(Saved entries)
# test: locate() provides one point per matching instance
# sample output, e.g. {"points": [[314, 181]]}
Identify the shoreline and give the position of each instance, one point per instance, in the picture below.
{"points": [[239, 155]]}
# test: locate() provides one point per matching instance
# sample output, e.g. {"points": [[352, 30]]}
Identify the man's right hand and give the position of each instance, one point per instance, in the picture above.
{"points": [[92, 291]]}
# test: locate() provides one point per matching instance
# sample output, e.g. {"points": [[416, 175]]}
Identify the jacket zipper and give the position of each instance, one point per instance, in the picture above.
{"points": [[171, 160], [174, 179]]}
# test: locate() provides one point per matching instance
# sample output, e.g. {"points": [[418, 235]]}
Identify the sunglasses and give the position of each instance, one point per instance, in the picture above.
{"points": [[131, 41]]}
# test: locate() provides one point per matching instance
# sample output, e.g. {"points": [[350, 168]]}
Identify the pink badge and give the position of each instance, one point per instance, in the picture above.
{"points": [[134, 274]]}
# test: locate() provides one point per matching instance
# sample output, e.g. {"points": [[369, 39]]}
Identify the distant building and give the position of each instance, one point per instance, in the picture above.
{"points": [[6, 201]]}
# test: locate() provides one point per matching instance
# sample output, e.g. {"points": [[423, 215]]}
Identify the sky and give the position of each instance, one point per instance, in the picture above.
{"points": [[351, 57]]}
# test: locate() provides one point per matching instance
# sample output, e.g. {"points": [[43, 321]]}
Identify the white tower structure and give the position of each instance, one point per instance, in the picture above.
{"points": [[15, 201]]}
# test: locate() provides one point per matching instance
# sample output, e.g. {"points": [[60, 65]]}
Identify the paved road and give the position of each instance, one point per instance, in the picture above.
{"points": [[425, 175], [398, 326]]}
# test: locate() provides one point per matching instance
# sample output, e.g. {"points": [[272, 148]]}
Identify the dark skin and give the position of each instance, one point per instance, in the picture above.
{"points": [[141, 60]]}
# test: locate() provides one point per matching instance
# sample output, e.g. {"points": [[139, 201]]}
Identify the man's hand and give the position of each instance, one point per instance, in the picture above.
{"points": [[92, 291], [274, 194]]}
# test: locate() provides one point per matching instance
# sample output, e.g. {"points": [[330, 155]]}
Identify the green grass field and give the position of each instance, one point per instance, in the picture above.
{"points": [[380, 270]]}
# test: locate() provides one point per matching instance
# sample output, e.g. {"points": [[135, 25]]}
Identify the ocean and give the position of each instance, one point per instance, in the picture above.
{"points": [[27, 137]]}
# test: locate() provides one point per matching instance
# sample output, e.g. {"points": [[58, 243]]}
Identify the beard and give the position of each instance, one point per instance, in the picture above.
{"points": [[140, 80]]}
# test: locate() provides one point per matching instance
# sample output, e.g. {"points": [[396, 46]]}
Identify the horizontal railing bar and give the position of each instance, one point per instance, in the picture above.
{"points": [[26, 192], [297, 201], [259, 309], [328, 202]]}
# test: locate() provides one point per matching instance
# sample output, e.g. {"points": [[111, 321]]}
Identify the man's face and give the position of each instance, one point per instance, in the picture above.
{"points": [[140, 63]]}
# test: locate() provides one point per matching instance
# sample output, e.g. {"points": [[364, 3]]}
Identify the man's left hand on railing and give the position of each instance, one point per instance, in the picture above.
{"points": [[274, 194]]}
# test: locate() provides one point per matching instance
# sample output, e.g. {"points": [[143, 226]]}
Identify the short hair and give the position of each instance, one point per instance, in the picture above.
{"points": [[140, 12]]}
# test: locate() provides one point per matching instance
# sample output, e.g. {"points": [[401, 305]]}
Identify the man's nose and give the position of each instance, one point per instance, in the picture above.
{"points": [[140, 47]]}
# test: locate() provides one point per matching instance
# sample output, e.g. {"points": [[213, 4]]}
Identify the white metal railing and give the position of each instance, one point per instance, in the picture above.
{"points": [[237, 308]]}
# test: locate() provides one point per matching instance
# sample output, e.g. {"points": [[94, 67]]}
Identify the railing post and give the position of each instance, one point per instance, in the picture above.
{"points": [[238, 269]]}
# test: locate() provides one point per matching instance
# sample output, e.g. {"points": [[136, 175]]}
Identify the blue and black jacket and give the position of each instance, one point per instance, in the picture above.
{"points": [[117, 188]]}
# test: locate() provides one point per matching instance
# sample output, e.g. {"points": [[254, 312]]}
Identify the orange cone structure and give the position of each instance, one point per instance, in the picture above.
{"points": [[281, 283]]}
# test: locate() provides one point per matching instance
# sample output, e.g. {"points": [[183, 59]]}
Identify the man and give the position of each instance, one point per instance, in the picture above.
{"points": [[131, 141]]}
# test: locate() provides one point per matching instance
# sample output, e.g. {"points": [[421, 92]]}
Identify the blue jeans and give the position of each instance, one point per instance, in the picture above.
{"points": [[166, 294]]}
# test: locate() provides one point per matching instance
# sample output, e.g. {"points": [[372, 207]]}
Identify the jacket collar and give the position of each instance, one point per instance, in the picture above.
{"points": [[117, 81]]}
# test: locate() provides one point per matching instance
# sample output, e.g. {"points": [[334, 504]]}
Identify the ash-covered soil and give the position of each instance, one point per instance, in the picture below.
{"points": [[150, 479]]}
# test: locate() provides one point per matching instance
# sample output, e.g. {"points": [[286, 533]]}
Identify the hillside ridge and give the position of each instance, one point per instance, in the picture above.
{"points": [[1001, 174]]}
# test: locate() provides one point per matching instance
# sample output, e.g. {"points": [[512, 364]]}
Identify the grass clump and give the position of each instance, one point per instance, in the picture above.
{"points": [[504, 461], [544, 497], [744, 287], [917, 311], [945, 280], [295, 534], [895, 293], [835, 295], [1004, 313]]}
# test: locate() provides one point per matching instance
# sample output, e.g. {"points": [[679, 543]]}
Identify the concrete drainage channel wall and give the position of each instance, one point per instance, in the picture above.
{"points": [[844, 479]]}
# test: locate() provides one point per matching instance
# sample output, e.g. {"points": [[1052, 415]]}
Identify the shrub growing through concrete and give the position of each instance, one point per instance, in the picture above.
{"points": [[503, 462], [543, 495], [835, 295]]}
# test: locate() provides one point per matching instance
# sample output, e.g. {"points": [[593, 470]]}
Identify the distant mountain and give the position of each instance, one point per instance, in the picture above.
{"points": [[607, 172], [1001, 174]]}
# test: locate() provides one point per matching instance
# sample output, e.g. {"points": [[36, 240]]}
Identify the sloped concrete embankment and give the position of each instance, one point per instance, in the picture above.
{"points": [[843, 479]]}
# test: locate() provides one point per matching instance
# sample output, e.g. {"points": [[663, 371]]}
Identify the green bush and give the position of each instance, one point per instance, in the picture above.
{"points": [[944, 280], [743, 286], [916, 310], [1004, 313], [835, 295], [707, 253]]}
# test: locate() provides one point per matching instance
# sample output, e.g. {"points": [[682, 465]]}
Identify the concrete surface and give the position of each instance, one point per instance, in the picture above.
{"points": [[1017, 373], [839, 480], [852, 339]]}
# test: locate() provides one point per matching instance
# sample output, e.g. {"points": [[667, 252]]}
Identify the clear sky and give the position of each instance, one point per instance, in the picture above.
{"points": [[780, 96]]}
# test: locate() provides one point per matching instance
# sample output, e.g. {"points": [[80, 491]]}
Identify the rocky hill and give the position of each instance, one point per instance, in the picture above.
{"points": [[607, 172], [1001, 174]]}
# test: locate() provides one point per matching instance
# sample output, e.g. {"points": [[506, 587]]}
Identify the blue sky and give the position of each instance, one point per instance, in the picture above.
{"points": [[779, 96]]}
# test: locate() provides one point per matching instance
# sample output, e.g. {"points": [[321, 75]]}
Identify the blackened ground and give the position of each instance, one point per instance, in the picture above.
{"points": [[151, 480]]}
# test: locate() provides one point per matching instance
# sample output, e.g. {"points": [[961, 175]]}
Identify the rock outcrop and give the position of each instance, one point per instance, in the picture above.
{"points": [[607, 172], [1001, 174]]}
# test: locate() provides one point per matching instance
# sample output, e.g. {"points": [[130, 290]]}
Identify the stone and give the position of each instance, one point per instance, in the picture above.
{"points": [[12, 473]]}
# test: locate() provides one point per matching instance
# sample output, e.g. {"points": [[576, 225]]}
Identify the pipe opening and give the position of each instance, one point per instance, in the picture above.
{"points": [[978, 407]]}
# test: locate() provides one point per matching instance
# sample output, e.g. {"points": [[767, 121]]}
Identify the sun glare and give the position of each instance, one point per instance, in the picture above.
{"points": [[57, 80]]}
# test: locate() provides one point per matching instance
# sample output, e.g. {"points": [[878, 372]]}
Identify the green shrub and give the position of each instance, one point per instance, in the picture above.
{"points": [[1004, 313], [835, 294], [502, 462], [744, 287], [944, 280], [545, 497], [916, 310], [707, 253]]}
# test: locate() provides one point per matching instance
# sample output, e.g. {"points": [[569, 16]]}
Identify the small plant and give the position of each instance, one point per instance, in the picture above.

---

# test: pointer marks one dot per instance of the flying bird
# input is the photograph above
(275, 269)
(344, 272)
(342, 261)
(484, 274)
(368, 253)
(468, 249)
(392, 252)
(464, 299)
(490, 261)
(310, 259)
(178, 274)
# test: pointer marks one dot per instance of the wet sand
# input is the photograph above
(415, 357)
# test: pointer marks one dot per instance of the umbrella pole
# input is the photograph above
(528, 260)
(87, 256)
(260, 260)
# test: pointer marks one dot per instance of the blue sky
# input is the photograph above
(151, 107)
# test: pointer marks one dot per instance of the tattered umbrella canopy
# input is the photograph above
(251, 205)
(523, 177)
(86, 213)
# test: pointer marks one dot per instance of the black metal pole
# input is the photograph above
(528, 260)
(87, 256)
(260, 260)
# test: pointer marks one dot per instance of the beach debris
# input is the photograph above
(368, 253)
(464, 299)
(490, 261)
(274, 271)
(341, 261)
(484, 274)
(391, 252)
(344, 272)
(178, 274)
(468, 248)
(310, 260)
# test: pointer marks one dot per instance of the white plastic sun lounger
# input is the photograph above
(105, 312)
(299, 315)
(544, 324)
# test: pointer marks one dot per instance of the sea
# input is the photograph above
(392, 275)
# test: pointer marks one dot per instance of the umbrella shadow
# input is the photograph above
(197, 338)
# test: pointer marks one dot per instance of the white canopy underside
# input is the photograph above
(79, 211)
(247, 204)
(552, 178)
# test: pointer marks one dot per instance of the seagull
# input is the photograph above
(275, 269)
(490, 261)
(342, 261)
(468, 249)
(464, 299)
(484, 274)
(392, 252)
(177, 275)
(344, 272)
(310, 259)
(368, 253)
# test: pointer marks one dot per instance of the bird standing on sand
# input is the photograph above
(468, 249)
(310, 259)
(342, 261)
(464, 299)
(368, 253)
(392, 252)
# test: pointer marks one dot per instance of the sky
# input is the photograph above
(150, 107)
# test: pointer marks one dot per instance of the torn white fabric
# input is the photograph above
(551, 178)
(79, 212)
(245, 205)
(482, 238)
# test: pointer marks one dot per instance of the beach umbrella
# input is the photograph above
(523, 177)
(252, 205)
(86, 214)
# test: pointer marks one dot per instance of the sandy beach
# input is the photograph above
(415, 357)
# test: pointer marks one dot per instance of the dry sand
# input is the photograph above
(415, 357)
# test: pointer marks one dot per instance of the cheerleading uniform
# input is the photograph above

---

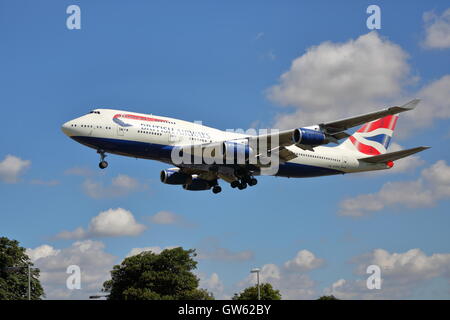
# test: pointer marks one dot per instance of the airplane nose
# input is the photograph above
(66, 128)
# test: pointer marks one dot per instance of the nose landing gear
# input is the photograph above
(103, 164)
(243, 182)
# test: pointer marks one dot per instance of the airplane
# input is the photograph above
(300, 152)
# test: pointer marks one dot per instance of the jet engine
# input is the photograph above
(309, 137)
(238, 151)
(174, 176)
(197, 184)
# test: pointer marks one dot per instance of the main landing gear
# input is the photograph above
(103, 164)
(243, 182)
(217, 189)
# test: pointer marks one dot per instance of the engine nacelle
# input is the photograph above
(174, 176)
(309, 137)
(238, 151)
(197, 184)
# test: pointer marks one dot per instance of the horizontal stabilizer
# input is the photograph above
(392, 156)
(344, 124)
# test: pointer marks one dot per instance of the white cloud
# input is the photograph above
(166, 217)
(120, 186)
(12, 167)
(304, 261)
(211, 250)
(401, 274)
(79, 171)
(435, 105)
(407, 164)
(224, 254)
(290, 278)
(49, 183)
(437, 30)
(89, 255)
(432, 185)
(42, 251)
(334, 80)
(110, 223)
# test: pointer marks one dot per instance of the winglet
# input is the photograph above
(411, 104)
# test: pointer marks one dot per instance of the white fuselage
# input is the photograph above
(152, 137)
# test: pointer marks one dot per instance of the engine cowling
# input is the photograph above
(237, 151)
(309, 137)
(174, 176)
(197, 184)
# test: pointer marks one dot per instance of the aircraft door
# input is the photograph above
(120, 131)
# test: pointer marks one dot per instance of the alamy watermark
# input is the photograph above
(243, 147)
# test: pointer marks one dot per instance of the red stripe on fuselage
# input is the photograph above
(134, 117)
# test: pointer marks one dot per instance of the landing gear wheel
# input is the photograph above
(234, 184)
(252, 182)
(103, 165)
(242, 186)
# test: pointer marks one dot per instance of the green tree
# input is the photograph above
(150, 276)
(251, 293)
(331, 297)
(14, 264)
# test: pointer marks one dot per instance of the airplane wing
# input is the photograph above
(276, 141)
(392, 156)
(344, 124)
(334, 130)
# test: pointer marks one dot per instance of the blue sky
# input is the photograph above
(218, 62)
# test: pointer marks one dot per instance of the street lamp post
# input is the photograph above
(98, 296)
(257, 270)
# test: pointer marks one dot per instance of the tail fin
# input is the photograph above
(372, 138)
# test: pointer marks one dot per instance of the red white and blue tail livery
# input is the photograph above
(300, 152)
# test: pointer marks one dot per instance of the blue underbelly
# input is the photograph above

WHAT IS BEING ASKED: Taking the lines above one at a time, give the number of them that contain the string "beach". Add nothing else.

SOLUTION FOR THIS TASK: 3